Task instructions: Extract, without changes, the lines of the entries starting at the first line and ending at the line that contains "column 93, row 490", both included.

Task input:

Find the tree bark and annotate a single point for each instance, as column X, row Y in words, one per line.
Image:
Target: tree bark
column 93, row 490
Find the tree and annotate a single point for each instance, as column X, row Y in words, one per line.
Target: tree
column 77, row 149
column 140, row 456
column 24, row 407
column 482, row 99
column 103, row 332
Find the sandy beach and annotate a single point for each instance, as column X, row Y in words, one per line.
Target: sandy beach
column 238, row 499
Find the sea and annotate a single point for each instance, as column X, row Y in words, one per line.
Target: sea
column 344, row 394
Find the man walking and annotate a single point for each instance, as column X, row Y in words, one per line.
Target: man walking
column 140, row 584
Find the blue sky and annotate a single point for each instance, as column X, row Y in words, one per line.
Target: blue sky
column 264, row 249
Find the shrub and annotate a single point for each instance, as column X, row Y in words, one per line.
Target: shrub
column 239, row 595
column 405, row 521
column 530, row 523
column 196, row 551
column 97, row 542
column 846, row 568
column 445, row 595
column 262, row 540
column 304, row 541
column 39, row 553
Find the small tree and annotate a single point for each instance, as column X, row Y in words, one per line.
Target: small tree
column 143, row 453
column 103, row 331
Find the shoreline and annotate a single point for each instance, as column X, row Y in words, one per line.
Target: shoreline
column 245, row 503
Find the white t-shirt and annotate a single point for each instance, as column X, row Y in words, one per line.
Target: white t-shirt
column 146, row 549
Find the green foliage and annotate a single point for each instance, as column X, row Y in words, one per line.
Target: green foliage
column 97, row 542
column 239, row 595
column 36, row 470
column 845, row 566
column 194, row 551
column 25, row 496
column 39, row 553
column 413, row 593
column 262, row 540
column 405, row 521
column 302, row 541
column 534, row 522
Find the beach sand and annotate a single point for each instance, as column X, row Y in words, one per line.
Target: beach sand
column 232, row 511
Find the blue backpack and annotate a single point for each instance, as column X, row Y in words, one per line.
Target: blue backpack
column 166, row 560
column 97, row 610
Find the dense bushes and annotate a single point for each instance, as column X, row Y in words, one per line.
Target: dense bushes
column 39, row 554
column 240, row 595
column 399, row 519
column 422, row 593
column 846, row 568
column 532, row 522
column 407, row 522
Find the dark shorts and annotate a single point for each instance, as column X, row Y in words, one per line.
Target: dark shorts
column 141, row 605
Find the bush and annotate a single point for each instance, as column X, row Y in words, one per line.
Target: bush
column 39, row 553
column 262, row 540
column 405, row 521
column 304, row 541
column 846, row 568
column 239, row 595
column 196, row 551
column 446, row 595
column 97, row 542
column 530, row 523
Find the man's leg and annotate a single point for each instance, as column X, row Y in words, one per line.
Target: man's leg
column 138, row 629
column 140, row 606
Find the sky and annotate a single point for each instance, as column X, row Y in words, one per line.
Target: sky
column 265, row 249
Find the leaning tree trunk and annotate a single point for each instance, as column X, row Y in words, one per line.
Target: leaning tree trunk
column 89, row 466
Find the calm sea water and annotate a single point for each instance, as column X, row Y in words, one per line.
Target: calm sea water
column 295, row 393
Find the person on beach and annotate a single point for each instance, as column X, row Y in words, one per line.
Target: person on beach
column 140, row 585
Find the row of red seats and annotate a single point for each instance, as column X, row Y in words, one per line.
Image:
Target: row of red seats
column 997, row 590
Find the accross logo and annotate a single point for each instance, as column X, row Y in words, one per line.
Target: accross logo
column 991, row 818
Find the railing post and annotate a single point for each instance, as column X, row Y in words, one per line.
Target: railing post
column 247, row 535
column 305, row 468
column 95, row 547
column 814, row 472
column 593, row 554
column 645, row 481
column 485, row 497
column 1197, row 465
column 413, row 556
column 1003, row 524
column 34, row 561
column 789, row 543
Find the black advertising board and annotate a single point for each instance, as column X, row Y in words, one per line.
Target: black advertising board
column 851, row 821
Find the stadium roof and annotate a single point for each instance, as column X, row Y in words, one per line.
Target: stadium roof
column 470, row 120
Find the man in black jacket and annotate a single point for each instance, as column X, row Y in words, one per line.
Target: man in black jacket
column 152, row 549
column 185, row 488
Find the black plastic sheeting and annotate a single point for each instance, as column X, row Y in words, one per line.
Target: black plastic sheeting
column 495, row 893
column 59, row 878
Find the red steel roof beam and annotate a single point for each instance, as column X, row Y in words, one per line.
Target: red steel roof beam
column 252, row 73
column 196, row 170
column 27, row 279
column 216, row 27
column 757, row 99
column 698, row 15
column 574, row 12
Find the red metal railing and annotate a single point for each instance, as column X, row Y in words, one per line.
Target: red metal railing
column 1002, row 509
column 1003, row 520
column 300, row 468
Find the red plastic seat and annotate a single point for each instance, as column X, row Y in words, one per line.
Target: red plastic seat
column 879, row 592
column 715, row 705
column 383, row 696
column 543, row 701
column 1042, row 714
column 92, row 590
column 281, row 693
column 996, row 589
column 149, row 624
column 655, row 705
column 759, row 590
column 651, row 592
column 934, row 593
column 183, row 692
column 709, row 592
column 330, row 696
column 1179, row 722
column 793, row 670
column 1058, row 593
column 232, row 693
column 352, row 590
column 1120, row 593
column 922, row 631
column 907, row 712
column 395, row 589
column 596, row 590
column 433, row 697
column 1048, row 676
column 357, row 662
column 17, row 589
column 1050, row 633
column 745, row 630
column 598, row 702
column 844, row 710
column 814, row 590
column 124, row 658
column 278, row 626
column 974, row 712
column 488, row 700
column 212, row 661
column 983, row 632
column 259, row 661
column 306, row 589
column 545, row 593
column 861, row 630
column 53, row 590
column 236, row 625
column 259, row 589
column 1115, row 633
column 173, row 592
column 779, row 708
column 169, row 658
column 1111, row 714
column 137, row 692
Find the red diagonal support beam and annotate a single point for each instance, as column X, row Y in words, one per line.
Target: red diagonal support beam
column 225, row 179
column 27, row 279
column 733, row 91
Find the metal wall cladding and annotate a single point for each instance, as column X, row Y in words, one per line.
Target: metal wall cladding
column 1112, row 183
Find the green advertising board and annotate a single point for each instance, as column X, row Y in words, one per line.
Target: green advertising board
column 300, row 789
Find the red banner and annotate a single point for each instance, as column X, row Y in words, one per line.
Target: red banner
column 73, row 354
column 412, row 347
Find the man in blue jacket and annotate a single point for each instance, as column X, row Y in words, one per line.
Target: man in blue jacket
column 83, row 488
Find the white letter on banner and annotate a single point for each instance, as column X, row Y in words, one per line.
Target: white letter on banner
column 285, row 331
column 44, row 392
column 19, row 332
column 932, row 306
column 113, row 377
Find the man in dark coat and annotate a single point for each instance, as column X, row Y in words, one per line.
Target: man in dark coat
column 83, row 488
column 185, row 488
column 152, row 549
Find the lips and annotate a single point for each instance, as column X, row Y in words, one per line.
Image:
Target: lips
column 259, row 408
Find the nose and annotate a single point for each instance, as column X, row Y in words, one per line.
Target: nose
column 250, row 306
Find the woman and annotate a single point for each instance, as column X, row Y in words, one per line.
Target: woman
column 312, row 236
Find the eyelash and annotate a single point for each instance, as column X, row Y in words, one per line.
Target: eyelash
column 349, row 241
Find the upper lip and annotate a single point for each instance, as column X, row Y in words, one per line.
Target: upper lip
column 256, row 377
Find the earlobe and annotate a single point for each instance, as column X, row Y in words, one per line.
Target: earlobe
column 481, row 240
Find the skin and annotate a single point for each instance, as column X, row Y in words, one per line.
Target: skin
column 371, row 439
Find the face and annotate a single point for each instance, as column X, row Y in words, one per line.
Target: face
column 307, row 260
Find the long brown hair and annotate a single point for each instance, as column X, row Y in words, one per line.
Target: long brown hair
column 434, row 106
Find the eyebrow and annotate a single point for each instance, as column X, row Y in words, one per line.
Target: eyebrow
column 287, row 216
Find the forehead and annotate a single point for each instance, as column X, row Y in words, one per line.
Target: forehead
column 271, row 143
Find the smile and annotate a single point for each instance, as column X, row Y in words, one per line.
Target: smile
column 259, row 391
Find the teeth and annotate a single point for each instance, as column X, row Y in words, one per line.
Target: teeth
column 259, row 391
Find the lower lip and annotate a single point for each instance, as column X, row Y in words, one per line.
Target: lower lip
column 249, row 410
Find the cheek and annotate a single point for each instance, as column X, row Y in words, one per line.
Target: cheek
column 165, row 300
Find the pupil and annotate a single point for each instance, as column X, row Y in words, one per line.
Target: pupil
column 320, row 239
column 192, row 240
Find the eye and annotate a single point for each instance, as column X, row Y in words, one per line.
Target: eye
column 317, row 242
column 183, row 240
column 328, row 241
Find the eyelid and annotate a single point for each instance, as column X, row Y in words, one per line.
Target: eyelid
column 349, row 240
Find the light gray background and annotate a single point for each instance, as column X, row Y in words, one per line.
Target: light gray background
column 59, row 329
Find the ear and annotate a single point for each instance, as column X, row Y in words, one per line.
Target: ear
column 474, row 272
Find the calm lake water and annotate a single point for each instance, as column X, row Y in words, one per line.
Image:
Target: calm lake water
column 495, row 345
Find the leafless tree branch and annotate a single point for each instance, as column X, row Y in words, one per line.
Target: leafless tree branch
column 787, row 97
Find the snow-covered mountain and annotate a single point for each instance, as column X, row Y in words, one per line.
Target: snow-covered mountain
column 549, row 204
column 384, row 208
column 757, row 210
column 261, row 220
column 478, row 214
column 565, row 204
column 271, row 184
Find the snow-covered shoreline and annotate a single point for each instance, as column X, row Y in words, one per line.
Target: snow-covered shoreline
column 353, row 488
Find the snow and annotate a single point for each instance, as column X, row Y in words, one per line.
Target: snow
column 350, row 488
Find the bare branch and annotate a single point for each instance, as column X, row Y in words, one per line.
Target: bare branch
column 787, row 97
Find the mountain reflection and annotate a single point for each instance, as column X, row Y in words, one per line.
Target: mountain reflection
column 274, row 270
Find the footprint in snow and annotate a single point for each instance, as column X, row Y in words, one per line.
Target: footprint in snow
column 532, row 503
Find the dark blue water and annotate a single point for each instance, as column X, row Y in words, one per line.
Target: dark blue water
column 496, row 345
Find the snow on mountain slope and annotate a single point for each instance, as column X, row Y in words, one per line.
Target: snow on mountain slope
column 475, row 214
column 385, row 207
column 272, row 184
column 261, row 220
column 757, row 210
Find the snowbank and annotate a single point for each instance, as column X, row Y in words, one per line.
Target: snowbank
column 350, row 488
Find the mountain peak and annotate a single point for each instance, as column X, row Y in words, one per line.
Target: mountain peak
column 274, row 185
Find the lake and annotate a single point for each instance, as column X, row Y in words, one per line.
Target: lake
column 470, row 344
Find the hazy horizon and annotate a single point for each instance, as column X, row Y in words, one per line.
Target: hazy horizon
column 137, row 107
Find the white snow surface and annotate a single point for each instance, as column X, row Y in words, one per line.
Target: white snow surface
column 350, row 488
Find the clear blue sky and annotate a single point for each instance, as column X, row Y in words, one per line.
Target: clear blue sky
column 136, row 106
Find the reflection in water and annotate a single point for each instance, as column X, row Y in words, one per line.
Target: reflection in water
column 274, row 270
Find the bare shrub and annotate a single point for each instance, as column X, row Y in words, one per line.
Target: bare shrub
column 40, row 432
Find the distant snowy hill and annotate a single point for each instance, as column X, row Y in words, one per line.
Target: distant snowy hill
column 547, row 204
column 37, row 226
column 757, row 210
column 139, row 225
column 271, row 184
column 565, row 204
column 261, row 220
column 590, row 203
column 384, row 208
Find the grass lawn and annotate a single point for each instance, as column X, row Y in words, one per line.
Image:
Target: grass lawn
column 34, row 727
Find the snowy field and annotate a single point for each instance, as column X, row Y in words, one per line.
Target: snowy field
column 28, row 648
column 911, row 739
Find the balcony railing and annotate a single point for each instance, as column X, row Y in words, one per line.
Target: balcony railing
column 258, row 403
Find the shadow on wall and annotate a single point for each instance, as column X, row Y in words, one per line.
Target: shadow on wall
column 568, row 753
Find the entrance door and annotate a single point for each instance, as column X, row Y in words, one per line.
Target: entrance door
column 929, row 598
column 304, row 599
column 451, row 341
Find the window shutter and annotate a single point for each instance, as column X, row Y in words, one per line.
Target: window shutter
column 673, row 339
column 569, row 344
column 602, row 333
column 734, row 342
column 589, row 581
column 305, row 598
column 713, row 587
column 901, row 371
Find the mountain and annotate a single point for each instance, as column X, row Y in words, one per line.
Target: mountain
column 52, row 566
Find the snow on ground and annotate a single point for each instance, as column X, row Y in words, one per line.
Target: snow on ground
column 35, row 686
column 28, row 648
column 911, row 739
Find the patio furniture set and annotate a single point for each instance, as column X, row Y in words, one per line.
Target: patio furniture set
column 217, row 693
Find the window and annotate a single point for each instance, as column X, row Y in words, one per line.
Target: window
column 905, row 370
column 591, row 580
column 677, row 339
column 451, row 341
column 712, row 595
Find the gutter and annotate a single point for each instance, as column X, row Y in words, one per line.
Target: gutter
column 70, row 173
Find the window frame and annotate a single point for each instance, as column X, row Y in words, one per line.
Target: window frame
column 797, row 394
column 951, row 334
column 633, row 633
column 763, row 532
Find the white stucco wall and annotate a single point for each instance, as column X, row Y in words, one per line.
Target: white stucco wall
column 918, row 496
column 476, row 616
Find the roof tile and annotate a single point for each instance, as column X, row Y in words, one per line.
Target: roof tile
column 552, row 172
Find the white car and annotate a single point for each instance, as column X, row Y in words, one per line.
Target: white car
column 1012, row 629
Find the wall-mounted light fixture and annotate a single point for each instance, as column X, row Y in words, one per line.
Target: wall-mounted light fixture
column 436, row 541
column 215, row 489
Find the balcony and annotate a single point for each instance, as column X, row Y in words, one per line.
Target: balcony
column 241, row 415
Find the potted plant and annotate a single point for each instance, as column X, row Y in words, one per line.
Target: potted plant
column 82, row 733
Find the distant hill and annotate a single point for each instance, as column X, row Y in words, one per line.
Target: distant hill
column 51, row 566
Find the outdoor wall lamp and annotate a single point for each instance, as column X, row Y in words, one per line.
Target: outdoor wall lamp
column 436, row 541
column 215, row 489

Task response:
Find the tree bark and annotate a single point for each instance, as column X, row Y in words, one per line.
Image:
Target: tree bark
column 93, row 490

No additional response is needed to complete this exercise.